*PROVIDED TEXT*:
==================================================
Letting Our Hands Speak Our Truth

As a rabbi, I sometimes mark productivity by how my body feels at the end of the day, and most specifically, how my voice feels. If it was a day full of teaching, meetings, and conversations, my voice might be strained, and I’m probably pretty thirsty. If I didn’t feel it in my throat, it was a likely a day of responding to emails, or, better yet, a day spent listening more than talking.

Like many, I spent the weeks leading up to the election canvassing to get out the vote. I wasn’t sure how I’d “feel it” at the end of the day. Would my voice feel hoarse from conversation? Would my feet hurt from walking the streets? I was surprised when I got in the car at the end of the day that I felt it most in my hands. My knuckles were slightly bruised from knocking on doors, my fingers dirty with smudged ink, dust, and paint residue, and slightly cramped from writing notes.
==================================================
*EXTRACTED INFORMATION*:
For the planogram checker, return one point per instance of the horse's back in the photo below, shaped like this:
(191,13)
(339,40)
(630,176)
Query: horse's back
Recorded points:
==================================================
*TASKS*:
**A.** Answer these from the essay about letting hands speak, marking each answer to match:
(i) What two physical signs might the rabbi notice after a day full of teaching, meetings, and conversations?
(ii) In which part of the body did the writer feel the canvassing day most?
(iii) What kind of day was likely if the writer did not feel it in the throat?
**B.** In the essay, why were the writer's knuckles slightly bruised and fingers slightly cramped after canvassing?
**C.** List every substance the essay says left the writer's fingers dirty at the end of the canvassing day.

*OUTPUTS*:
**A.**
(i) A strained voice and being pretty thirsty.
(ii) The hands.
(iii) A day of responding to emails, or better yet, a day spent listening more than talking.

**B.** The knuckles were bruised from knocking on doors. The fingers were cramped from writing notes.

**C.**
- Smudged ink
- Dust
- Paint residue